* Tasks
1. In the guide on preparing a solution, what tool does it suggest for avoiding spillage when moving the solute into a container?
2. Reproduce a passage from the guide on preparing a solution: begin at the words "From concentrated solution: Amount" and stop after "of the solute.".
3. What comes next in the guide on preparing a solution? Write the text that follows its final sentence.

* Provided text
↓↓↓
Preparing a Solution

Topic Summary & Highlights
and Help Videos

Core Concept

Preparing a solution of a specific concentration involves dissolving a known amount of solute in a given volume of solvent. Proper technique and attention to detail ensure that the solution concentration is accurate.

Here are the steps on how to prepare (make) a solution:

Pre-Step
Calculate the amount of solute needed: Use the desired concentration and the volume of solution you want to prepare to calculate the amount of solute (substance being dissolved) required. This calculation involves using the formula:

From concentrated solution: Amount of solute (in grams or moles) = Concentration x Volume of solution
From solid solute: Find mass needed

Weigh or measure the solute: Accurately measure the calculated amount of solute using a balance or other measuring instrument. Use proper lab techniques to ensure precision.
Transfer the solute to a container: Transfer the measured solute to an appropriate container, such as a beaker or flask. If necessary, use a funnel to avoid spillage.
Add the solvent: Add the solvent (usually water) to the container containing the solute. Use a graduated cylinder or pipette to measure the required volume accurately. Add the solvent slowly while stirring or swirling the container to aid in the dissolution of the solute.
↑↑↑
* Data extract
↓↓↓
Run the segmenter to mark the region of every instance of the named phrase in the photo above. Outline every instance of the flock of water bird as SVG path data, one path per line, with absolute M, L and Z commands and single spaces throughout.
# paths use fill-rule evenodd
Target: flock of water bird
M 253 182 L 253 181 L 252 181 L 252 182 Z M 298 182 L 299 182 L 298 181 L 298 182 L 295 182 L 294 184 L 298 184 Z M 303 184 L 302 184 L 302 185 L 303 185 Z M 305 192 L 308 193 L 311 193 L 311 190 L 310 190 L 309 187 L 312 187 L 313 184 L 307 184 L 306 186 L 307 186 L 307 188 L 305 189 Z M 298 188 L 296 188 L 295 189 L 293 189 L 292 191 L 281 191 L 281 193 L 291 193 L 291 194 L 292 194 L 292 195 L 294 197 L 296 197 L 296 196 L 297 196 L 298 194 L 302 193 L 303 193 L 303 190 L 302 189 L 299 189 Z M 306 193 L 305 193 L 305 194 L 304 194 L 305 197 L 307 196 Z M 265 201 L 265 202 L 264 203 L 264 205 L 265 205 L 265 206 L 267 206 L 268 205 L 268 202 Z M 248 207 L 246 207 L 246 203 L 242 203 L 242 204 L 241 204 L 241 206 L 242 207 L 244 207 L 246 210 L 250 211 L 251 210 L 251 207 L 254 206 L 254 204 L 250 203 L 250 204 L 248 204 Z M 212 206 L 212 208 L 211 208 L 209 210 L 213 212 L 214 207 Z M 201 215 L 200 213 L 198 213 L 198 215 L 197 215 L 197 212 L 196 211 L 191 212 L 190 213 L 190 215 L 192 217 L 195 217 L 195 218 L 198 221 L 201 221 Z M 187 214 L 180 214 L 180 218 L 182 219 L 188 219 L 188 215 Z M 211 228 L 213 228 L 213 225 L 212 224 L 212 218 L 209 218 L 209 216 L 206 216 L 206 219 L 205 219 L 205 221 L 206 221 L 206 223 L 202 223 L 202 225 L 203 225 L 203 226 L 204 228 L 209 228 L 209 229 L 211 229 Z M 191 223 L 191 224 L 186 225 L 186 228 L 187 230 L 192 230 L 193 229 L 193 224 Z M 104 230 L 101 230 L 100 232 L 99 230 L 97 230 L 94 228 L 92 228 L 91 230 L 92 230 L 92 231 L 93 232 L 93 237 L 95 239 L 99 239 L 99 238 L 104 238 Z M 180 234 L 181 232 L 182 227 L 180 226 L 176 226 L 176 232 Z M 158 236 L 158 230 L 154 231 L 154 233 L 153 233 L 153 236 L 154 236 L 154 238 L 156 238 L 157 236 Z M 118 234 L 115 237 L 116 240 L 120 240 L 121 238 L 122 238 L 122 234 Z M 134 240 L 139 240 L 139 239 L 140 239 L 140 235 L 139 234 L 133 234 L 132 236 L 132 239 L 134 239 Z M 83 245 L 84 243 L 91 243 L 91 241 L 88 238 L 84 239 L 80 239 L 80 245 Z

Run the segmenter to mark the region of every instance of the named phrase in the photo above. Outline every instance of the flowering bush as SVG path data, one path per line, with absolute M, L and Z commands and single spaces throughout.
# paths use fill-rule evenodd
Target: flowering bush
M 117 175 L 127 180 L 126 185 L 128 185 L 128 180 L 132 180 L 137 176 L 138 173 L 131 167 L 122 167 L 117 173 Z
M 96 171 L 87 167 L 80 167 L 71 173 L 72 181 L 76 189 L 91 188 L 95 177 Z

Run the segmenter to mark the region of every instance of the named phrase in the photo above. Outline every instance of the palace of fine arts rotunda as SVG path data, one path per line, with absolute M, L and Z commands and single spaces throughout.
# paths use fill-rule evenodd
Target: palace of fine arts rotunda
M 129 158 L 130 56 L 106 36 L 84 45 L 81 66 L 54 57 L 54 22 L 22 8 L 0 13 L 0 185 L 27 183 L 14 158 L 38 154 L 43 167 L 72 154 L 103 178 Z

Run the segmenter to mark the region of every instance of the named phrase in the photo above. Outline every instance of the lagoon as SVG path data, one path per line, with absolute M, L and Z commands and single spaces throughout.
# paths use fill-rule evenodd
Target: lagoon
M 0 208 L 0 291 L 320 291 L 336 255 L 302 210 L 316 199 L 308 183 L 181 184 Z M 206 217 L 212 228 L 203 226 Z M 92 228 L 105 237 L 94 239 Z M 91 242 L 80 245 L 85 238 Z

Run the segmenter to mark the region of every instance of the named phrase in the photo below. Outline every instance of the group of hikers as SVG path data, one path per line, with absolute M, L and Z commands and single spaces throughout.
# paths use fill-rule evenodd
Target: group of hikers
↑↑↑
↓↓↓
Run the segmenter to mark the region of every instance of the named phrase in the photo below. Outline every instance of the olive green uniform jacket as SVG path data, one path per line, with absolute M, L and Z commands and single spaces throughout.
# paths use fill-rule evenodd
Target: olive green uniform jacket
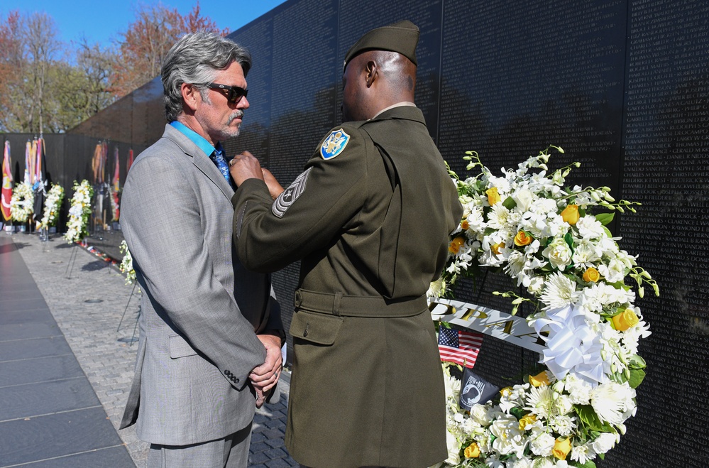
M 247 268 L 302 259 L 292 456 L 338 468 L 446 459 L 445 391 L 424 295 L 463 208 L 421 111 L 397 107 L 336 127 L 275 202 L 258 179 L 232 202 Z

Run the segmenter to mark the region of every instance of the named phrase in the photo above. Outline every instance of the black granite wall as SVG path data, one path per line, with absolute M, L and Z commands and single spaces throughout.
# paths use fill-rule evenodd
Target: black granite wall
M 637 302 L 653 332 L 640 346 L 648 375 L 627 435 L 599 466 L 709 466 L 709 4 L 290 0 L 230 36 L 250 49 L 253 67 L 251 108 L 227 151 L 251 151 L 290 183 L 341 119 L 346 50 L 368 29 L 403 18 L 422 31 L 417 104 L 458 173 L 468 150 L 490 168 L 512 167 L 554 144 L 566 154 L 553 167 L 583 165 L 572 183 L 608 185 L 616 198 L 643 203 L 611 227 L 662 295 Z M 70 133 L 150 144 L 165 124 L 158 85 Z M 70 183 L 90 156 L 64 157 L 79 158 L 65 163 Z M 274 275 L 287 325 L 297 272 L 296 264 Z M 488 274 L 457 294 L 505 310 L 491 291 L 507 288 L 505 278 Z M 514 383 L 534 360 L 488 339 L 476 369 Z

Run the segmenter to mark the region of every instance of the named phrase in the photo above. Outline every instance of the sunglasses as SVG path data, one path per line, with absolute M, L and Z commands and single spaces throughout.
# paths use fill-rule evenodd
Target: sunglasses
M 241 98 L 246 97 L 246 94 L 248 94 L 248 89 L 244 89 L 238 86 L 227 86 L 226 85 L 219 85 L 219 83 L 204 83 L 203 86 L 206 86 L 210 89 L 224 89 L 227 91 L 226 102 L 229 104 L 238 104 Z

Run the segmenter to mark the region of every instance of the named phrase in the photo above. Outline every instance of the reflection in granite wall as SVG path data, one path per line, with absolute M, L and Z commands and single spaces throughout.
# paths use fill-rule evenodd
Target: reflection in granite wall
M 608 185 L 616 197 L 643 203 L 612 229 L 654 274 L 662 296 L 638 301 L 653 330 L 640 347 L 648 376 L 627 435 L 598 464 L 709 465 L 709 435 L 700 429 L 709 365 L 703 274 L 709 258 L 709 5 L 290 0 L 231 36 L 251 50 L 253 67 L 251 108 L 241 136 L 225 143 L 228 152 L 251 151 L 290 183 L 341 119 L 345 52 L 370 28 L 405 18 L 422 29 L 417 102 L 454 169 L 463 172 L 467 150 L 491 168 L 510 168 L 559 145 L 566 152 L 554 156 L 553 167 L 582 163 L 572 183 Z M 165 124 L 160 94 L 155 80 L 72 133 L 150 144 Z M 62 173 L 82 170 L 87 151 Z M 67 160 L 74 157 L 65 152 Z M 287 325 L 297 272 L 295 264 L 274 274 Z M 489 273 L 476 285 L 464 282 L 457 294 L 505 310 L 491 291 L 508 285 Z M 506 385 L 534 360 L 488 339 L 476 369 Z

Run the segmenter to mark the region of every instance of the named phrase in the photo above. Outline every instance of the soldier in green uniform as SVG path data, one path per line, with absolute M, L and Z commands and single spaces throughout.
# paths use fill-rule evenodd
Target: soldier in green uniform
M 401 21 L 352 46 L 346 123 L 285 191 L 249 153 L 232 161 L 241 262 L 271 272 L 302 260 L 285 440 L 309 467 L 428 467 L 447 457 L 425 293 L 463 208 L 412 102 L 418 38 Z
↑↑↑
* Final results
1. A funnel.

2.
From concentrated solution: Amount of solute (in grams or moles) = Concentration x Volume of solution
From solid solute: Find mass needed

Weigh or measure the solute: Accurately measure the calculated amount of solute using a balance or other measuring instrument. Use proper lab techniques to ensure precision.
Transfer the solute to a container: Transfer the measured solute to an appropriate container, such as a beaker or flask. If necessary, use a funnel to avoid spillage.
Add the solvent: Add the solvent (usually water) to the container containing the solute. Use a graduated cylinder or pipette to measure the required volume accurately. Add the solvent slowly while stirring or swirling the container to aid in the dissolution of the solute.

3.
Dissolve the solute: Stir or agitate the mixture gently to ensure the solute dissolves completely in the solvent. Use a glass stirring rod or magnetic stirrer, if available.
Transfer to a final container: Once the solute has dissolved completely, transfer the solution to the final container, such as a volumetric flask or storage bottle. Rinse the container and any equipment used to ensure all the solution is transferred.

Common Mistakes to Avoid

Adding Solute After Final Volume is Reached:
- Always add solute before reaching the final volume to ensure the concentration is accurate.
Improper Meniscus Reading:
- Ensure the bottom of the meniscus is level with the calibration line to avoid incorrect volume measurements.
Incomplete Mixing:
- If the solution is not mixed thoroughly, the concentration may be inconsistent throughout the solution.